**Exercise instructions**: From the items below, copy each line that contains the string "answer".

**Provided entries**:
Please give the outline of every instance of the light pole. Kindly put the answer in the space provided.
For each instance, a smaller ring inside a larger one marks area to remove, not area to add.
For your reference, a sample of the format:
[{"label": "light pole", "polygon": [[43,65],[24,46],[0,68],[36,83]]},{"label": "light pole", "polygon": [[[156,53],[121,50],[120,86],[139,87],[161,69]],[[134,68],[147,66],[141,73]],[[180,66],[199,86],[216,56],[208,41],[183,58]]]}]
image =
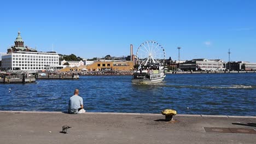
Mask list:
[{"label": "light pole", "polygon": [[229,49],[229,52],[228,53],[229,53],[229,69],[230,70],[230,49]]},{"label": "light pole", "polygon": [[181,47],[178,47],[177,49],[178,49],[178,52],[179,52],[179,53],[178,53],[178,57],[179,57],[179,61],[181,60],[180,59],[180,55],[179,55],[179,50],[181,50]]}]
* * *
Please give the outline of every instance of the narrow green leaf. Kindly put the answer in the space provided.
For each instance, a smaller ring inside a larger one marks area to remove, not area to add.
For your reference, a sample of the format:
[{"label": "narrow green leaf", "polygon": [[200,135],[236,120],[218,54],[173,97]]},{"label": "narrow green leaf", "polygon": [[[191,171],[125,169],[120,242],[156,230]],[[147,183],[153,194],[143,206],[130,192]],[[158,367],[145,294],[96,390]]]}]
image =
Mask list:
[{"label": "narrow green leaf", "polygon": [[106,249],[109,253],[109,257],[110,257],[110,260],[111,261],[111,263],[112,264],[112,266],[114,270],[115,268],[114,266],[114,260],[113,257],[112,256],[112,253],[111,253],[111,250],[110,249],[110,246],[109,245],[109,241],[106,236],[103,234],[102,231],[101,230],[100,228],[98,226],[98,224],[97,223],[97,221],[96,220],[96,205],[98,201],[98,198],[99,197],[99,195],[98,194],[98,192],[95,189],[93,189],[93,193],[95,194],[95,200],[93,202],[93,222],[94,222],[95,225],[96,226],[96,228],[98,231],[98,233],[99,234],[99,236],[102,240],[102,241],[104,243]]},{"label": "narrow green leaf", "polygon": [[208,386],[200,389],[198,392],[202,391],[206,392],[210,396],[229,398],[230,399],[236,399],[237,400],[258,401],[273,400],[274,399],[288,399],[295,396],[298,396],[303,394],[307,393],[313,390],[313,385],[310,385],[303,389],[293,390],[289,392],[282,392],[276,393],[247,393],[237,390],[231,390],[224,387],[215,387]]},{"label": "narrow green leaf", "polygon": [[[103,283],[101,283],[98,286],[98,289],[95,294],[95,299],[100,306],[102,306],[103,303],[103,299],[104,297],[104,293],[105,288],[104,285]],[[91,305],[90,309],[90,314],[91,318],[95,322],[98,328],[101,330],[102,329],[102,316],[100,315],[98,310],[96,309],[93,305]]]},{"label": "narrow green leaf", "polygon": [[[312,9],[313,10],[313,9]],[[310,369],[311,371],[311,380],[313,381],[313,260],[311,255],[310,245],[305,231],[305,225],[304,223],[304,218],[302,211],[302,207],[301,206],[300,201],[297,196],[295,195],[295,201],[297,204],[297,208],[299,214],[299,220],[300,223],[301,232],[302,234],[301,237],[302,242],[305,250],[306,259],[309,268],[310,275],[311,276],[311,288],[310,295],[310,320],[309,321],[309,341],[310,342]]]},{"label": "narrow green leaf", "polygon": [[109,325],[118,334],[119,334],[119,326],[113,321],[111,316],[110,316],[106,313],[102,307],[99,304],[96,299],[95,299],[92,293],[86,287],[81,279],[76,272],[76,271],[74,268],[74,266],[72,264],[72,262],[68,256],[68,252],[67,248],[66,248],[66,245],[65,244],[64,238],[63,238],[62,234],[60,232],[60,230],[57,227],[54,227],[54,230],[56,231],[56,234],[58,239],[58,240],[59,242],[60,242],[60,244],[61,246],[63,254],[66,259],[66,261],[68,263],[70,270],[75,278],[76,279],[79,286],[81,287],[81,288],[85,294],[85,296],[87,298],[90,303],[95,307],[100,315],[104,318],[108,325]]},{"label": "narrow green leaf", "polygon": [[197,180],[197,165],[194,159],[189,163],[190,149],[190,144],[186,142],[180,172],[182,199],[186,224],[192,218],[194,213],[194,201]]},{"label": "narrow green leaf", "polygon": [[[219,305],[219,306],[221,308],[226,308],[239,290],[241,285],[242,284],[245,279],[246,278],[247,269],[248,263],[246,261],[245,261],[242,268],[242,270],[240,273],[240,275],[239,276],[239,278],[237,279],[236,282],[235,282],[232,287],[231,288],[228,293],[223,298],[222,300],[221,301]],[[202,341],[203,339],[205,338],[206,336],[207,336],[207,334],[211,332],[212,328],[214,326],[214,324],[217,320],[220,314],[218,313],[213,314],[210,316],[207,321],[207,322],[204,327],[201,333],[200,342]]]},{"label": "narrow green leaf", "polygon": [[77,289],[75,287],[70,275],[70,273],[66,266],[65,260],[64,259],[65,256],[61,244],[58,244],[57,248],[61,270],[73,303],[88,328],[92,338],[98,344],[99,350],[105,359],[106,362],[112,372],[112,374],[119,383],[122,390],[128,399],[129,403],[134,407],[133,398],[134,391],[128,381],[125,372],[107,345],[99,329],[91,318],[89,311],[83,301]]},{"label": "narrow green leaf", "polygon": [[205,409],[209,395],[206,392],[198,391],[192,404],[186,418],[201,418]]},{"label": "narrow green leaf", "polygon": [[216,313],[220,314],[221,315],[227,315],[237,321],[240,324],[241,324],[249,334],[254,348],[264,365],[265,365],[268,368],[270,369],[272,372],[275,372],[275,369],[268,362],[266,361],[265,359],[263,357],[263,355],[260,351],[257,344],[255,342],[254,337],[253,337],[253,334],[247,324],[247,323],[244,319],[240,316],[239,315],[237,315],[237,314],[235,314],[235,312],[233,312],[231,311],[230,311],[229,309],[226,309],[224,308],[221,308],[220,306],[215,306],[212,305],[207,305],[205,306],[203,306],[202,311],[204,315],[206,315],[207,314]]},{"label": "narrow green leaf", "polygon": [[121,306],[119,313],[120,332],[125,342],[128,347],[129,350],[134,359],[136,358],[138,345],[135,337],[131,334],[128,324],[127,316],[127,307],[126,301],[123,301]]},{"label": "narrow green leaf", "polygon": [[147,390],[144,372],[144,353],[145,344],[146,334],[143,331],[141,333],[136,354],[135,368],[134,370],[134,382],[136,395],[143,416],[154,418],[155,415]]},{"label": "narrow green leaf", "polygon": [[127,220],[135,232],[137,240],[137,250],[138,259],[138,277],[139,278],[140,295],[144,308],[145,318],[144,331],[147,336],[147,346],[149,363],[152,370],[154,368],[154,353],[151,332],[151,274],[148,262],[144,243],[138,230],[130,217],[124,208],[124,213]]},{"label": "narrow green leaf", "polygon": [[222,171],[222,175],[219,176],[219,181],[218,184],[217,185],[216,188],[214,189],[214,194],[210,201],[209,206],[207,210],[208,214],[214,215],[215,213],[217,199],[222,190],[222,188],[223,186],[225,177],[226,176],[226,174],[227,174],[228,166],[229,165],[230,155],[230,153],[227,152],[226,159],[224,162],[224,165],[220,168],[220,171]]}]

**Problem solution**:
Please give the outline of every instance of the light pole. Kindly put the answer in the space provided.
Please give the outline of every instance of the narrow green leaf. Kindly put the answer in the space provided.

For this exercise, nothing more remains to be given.